Text provided:
========================================

Installing and maintaining an RDBMS is a fair amount of work. If we were going to all that trouble to make the Web service work, it seemed like a good idea to eventually run production and accounting from the same database. Of course, what seems like a good idea to an engineer doesn't always seem like a good idea to a business person. The management of the Press wasn't ready to consider fundamental changes to the rest of the business.

One side effect of this decision was that it got us out of the on-line credit card verification business. We'd just have to pipe credit card numbers along with orders to the existing accounting system and let those folks handle them the way they handled other credit card orders. If a customer gave us a bad number, we'd email him.

Decision 2: Shopping Baskets?

Market Street, San Francisco A primary purpose of the Web site was to facilitate on-line shopping. Everyone else on the Internet at the time was implementing shopping basket systems. I had built some for clients in 1995 but by 1996 had soured on the idea. It wouldn't have been a horrible concept if every site used the same shopping cart system. But each site had its own user interface. Why should you have to learn how to "check out" when all you wanted was one book?

========================================

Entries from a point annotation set
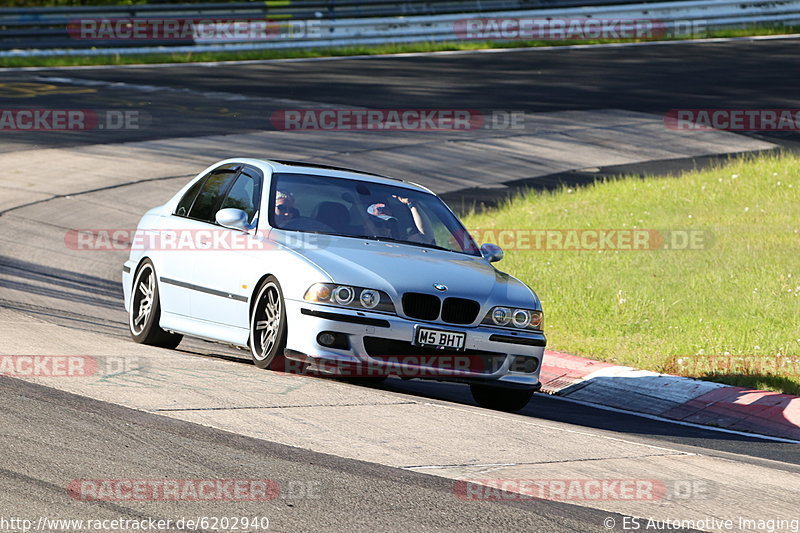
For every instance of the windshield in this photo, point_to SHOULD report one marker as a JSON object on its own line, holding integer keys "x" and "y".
{"x": 354, "y": 208}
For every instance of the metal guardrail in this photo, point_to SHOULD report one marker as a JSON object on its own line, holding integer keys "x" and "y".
{"x": 348, "y": 23}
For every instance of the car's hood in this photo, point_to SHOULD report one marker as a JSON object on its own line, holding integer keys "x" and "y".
{"x": 398, "y": 268}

========================================

Direction 1: Put this sentence from the text on building the Press Web site into Spanish: "Everyone else on the Internet at the time was implementing shopping basket systems."
Direction 2: Carry the text on building the Press Web site forward from its final sentence.

Answer 1: Todos los demás en Internet en aquella época estaban implementando sistemas de carrito de compras.

Answer 2:
I argued for an invisible shopping cart. A user would click on a product and get an order form. After submitting it with shipping address and credit card number, a magic cookie would be written back to his browser. The user would be offered the opportunity to continue shopping. If he clicked on an "order" link again, he'd be offered the opportunity to add the item to his previous order. The system would degrade gracefully. If the user's browser didn't adhere to the Netscape magic cookie spec, he'd still be able to place orders for products, but it would be a little more cumbersome. If an order had already been transmitted to the old Data General Nova system then the user wouldn't be offered the "add to old order" option. If the user quit his browser and restarted, he wouldn't get the "add to old order" option.

We decided to go for the invisible cart. Orders initiated the previous day would be transmitted in a batch from the RDBMS to the legacy system every morning at 7:00 am. That meant a user had between 7 and 31 hours to complete an order using the invisible cart.

Choosing Technology

We elected to use AOLserver talking to the Illustra database. MIT Press had a puny SPARC 5 Web server and had not budgeted for a larger machine, yet we knew that we'd have to serve about 200,000 hits a day from this computer, some of them requiring RDBMS queries. I knew from bitter experience that Illustra would not scale very well and that it was likely to periodically wedge itself. However, I had a fairly good sized library of AOLserver Tcl scripts with embedded Illustra queries, the PLS Blade for Illustra was a brilliantly useful tool, and MIT Press did not have the budget to install or maintain an enterprise-class RDBMS such as Oracle.

Moving the legacy data

A cruise ship docked in Ketchikan, Alaska. It turns out that working in the publishing world is a programmer's dream. The industry has been forced for many years to key everything by the International Standard Book Number (ISBN). So there are very few thorny data modeling issues.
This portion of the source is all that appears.